DIRECTION
Lay out the items as a numbered list, starting at the line that contains "Exercise. Point out the gold" and ending at the last line of the items, with any blank lines left out.

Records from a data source
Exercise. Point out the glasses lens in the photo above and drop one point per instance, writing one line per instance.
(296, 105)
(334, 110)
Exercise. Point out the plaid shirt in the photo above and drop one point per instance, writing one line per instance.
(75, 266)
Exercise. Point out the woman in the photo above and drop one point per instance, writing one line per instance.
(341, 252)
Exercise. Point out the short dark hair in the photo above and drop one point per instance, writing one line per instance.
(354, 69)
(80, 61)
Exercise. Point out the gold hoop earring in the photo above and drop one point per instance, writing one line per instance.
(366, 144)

SOLVED EXERCISE
1. Exercise. Point out the gold hoop earring in the photo above and drop one point per instance, writing one line per instance.
2. (366, 144)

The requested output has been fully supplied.